EXERCISE INSTRUCTIONS:
[1] According to the market commentary below, how many times has the SPX moved more than 1% this year?
[2] Recast the paragraph of the market commentary below that begins "Elsewhere across Global Macro" as a short bulleted list that keeps its main facts.
[3] Extend the market commentary below with a few more paragraphs in the same voice, starting after its final paragraph.

TEXT UNDER STUDY:
----------

Valhalla (vahl-hah-luh): the hall of Odin into which the souls of heroes slain in battle and others who have died bravely are received.

You know those days where the slow layering of geopolitical, fundamental and market structure risks finally builds to a palpable crescendo, critical thresholds get breached amidst acute volatility clustering and a begrudging consensus finally acquiesces to a market phase transition, birthing a fevered frenzy to characterize a new investing equilibrium and Trending macro regime.   

Those days where you can feel it in the air and on the tape, an amorphous but tangible energy erecting an existential bridge forever dividing time between before & after.    

.… Yesterday was not one of those days.  

Although with the SPX moving >1% for the 49th time this year (vs. 8 in 2017), the Nasdaq moving >3% for the 3rd time in a month and realized tech vol clocking in at the 100th-percentile on a 5Y basis, the collective angst was reverberating.     

Back to the Global Macro Grind …. 

When we say ‘tops are processes, not points’, the last 6 weeks is what we’re talking about.  You don’t get frequent and recurrent market dynamics and a Trending breakout in volatility like the above when growth is accelerating, inflation expectations are anchored and ‘Goldilocks’ is ascendant.   

Vol-halla - zbo

Remember, simply, how this works.  Slowing Growth drives negative earnings revisions.  Slow growth and stagflationary environments also don’t get a multiple …. and a lower multiple on a lower earnings estimate = compound (price) compression.  

It’s not particularly complicated – although pervasive factor crowding (think AMZN = tech = consumer discretionary = growth = momentum = a constituent of pretty much every factor basket of consequence) and modern market structure provide for more harrowing price reflexivity, particularly alongside a forced reversal in factor flows which have cumulated uni-directionally alongside the longest period of accelerating growth ever.      

Elsewhere across Global Macro, oil continued to confound Iran supply bears, dropping for an 11th straight day, Italy is set to burn its budget bridge with Brussels with one hand while extending the other for a BTP-centric QE bailout, European sentiment fell -12pts in Germany In November and to -22 at the Eurozone level,  the Yuan’s date with 7-handle destiny appears increasingly baked, and Apple led this week’s iteration of tech underperformance as November looks to one-up the worst month for growth relative performance in 10-years in October. 

Filtering those same developments through the prism of our existing macro themes:    

Strong Dollar + Oil/Commodity disinflation continues to deflate inflation expectations as a driver of nominal yields, Europe slowing remains an entrenched reality that should remain entrenched nearer-term, China continues to succumb to base effect gravity  (slowing against uncomp’able stimulus and the associated macro fundamental and monetary policy divergence with the U.S. and the attendant implications for the currency, equities and rates) and Growth/Beta/Momentum remains a Quad 4 underweight.

----------

THE DATA:
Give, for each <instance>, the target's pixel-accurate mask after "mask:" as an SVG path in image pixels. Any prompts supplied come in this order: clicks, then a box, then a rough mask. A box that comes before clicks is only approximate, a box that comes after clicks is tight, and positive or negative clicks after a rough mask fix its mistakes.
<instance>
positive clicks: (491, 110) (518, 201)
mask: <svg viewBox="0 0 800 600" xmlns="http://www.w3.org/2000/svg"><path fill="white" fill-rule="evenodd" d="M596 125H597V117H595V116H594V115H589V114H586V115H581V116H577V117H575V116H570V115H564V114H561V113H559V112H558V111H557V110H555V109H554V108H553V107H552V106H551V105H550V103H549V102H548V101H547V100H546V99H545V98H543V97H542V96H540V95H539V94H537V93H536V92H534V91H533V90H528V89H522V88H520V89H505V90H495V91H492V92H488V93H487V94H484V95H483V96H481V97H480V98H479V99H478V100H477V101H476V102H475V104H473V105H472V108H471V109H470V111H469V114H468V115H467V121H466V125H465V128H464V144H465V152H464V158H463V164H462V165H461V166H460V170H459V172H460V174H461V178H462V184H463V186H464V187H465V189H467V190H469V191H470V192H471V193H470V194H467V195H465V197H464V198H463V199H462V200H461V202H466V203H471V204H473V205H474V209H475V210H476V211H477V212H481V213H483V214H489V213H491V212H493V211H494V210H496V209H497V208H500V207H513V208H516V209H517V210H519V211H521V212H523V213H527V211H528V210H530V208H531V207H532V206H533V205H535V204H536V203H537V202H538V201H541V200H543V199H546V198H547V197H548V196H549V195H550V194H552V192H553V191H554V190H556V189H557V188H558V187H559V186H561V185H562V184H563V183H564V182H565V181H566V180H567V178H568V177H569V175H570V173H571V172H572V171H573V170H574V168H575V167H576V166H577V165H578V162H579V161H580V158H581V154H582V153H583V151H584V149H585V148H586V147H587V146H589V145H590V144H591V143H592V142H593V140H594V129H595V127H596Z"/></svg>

----------

ANSWERS TO THE TASKS:
[1] 49 times, compared with 8 in 2017.

[2]
- Oil dropped for an 11th straight day, confounding Iran supply bears.
- Italy is set to break with Brussels over its budget while seeking a BTP-centric QE bailout.
- European sentiment fell 12 points in Germany in November and to -22 at the Eurozone level.
- The yuan reaching a 7-handle appears increasingly likely.
- Apple led this week's tech underperformance, and November looks set to beat October, the worst month for growth relative performance in 10 years.

[3]
Again, none of this started during yesterday’s trading:  

  1. European GDP peaked in late 2017
  2. China/EM peaked in early 2018
  3. USA peaked in Q3 of 2018 

And the Trending macro reality across all of those markets won’t end during today’s session. 

In other words, the Quad 4 playbook we’ve been harping on since September 27th remains the risk management blueprint.  

Another thing that did not start yesterday - and to make a hard pivot to some bottom up developments – is our short call on RDFN.  

For those unfamiliar, we got bearish on the real estate services company back in August of last year, post-the IPO at ~$24/share. 

The conceptual crux of the thesis isn’t overly complex  – Redfin markets itself as a tech company and has thus far garnered a tech multiple.  It does have legitimately impressive technology and data capabilities, but at its core it remains a discount brokerage and has increasingly evolved towards the traditional brokerage model as it has matured.  This is not a simple question of semantics. The bull case is absolutely dependent on Redfin being seen and valued not as a real estate broker, which they maintain they are, but rather as a tech company where profitability is a question for another day.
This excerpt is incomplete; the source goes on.